• **Material for this task**
--

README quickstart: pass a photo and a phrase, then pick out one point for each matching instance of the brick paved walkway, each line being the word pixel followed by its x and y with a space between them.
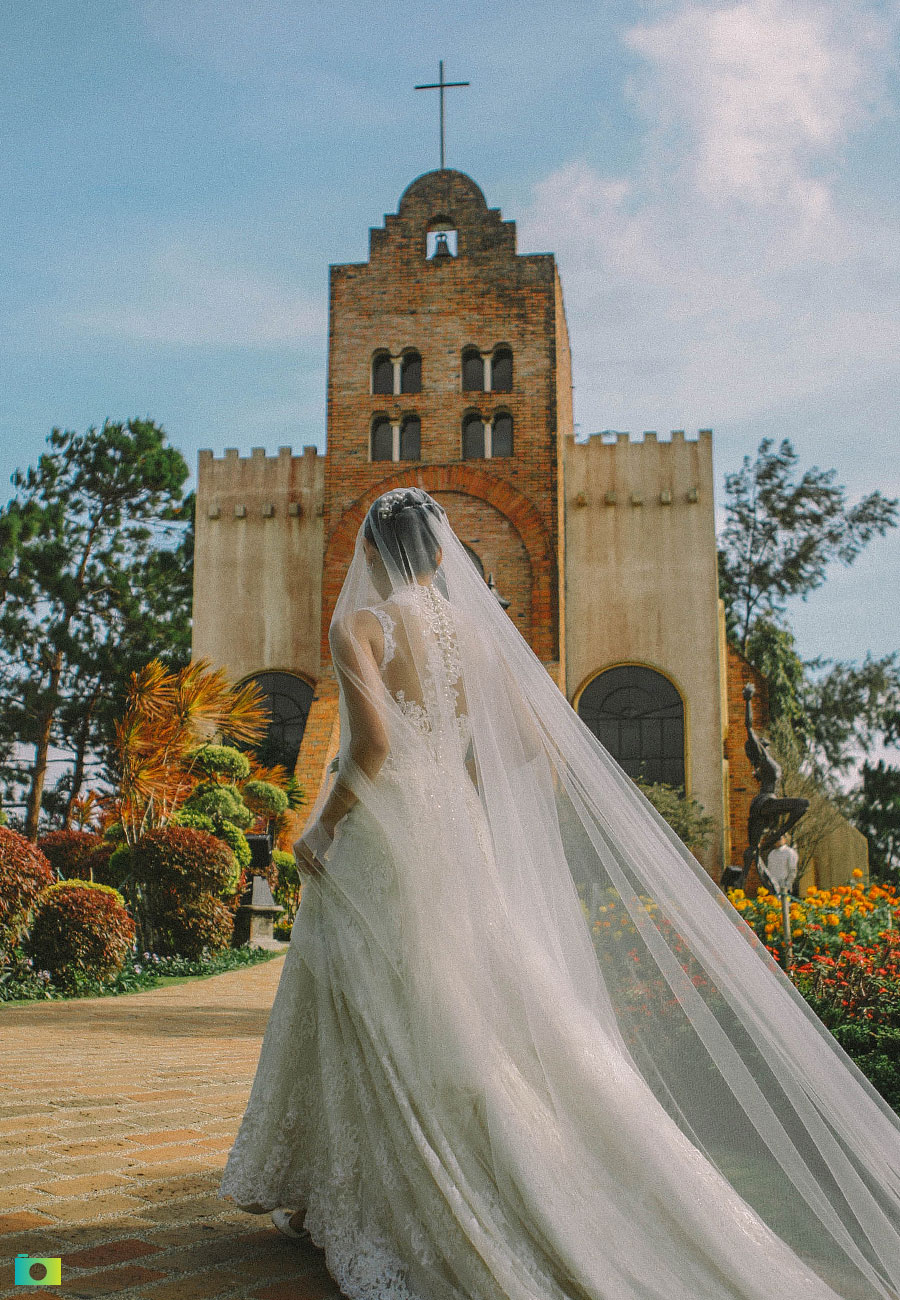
pixel 116 1116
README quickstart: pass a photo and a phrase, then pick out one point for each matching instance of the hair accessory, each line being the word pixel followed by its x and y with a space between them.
pixel 406 498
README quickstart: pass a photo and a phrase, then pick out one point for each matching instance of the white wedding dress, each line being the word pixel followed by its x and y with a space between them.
pixel 454 1117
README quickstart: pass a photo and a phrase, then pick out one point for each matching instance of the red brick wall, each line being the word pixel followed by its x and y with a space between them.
pixel 743 787
pixel 484 297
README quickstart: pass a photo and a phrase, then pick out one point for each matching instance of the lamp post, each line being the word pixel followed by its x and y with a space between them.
pixel 782 872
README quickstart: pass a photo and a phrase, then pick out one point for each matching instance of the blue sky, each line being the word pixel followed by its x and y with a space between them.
pixel 719 181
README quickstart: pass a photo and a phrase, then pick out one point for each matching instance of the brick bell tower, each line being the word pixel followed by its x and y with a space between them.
pixel 449 368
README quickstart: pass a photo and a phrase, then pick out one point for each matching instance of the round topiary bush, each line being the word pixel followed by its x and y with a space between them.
pixel 221 804
pixel 189 926
pixel 264 798
pixel 176 858
pixel 70 852
pixel 24 874
pixel 79 928
pixel 221 761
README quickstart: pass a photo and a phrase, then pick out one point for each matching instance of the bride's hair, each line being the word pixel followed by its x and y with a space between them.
pixel 399 521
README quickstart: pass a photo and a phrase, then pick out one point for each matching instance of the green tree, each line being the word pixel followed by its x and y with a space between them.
pixel 782 532
pixel 877 813
pixel 86 549
pixel 686 815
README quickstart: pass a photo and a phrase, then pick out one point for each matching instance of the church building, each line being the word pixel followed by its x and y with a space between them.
pixel 449 368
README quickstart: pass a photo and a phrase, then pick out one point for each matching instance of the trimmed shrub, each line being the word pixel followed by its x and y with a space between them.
pixel 221 804
pixel 79 928
pixel 189 926
pixel 70 852
pixel 221 761
pixel 100 863
pixel 24 874
pixel 264 798
pixel 237 843
pixel 176 858
pixel 193 820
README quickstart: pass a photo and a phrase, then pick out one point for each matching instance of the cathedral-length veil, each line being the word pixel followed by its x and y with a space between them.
pixel 524 1048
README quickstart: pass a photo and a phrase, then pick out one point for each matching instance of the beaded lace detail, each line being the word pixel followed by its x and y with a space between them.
pixel 445 671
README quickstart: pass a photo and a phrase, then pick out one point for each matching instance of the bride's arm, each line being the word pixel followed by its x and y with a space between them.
pixel 360 683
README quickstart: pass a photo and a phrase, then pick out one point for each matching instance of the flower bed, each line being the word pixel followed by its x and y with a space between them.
pixel 847 965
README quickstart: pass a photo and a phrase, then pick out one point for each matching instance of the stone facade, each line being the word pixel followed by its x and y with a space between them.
pixel 605 549
pixel 641 585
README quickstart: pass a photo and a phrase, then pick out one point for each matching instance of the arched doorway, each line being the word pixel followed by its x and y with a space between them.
pixel 289 700
pixel 639 716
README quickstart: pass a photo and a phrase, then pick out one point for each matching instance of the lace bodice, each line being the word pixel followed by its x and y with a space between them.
pixel 445 674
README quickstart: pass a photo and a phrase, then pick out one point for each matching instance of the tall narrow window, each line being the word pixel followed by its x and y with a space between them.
pixel 472 371
pixel 383 440
pixel 383 373
pixel 411 438
pixel 639 715
pixel 411 372
pixel 441 243
pixel 501 436
pixel 501 371
pixel 472 437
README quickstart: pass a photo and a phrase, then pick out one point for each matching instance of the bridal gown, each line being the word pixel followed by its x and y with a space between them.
pixel 415 1131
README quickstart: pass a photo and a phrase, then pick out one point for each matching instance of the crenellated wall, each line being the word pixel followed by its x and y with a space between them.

--

• **Brief**
The copy should match each line above exactly and contain no images.

• **Exercise response**
README quickstart: pass a photo and a phrase, then pick out one point for each matching instance of the brick paved walkway, each line being the word pixel followed by its x and y with a space between them.
pixel 116 1116
README quickstart: pass a photo and a phrase, then pick out one point for each matching instance of the hair accessory, each line being the word pixel followed by its x and y with a space between them.
pixel 406 498
README quickstart: pass a photo and a phrase, then pick out one point for each matching instance of the white wedding dress, each line being the word pixel followed by its x and y with a space between them.
pixel 454 1117
README quickstart: pass a photo and a phrase, then pick out one point for each matching instance of the red brick wall, each line being the word pixel followed by its x and y with a space between them.
pixel 743 787
pixel 484 297
README quickstart: pass a photo and a phrase, then pick out one point for each matching instance of the lamp post, each line being the word pixel followed by its x and y with a space between them.
pixel 782 872
README quickstart: pass a photo and a phrase, then pick out one point for each matching instance of the blue sky, each line being the word pixel followed by its x and y with a space between them.
pixel 719 181
README quickstart: pass a photo and a phrase, then pick out one point for each matching instance of the brick bell tower, each line being the word pixel followed by its x and y with a space between them.
pixel 449 368
README quickstart: pass a photo and a phrase, then pick out one point for each matching instance of the round topiary bush, each line being the word pixel followed by its x and y with a space between them.
pixel 221 804
pixel 189 926
pixel 264 798
pixel 176 858
pixel 70 852
pixel 24 874
pixel 79 928
pixel 221 761
README quickstart: pass a photo and a phrase, then pick out one point for each matching instance of the bride's hair, each line being the word pixel followed by its x and y with a space between them.
pixel 399 521
README quickstart: pass a photo and a phrase, then pick out one point for each matching instance of the green tree, each line being the word pixel followed by its x and y with a space between them.
pixel 782 532
pixel 877 813
pixel 86 549
pixel 686 815
README quickstart: pass a photo and a phrase, then pick out one point for each matching instance of the church building, each line being the word pixel followed by its x and y with a space between them.
pixel 449 368
README quickstart: pass a photo and a phrase, then pick out one point for each matching instance of the trimmed shrub, each line being the word pixel followed by its x and y with a space between them.
pixel 221 804
pixel 79 928
pixel 189 926
pixel 70 852
pixel 221 761
pixel 100 863
pixel 24 874
pixel 264 798
pixel 237 843
pixel 176 858
pixel 193 820
README quickstart: pass a photo and a phrase, then pick out one point for each matching instance of the cathedral-length veil, each line being the word pixel followed by its x and y with a space between them.
pixel 524 1048
README quickstart: pass a photo and a phrase, then pick out one point for each matching instance of the beaded lace detail, each line being the word pixel followed by its x and y with a space between them.
pixel 445 671
README quickstart: pass a photo and a phrase, then pick out one point for each matching instance of the bride's arm, each line being the word pixel followed by its x and y with a space between them.
pixel 360 683
README quickstart: pass a photo and a phrase, then pick out one point for each matching instance of the flower bed, each line being the word pixel followed by its x and y with a space between them.
pixel 847 965
README quickstart: pass a photo and a phrase, then pick out one point for each matching instance of the stone facade, each line being the word pixel followed by its x and y with a space between them.
pixel 605 549
pixel 641 585
README quickstart: pass a photo and a phrase, then pick out one point for each matching instance of the arched doorway, each line being the word pixel followed by its x and y with a space between them.
pixel 289 700
pixel 639 716
README quickstart: pass a photo and a phrase, then pick out one point for each matching instance of the lace bodice, each line being the word pixel followed by its x and y with a space between them.
pixel 445 674
README quickstart: pass a photo and a phrase, then pick out one point for each matching instance of the tall narrow window, each line being the word pixel followed by its x and y with a space between them.
pixel 472 371
pixel 383 440
pixel 383 373
pixel 411 438
pixel 639 715
pixel 411 372
pixel 441 243
pixel 501 436
pixel 501 371
pixel 472 437
README quickstart: pass a photo and a phrase, then pick out one point for each matching instance of the bridal gown, each line being the word pixel followed by its x and y with a space between them.
pixel 415 1131
README quickstart: pass a photo and a phrase, then pick out one point for each matching instance of the crenellated wall, each line being the word pixel followed by its x and y with a space between them.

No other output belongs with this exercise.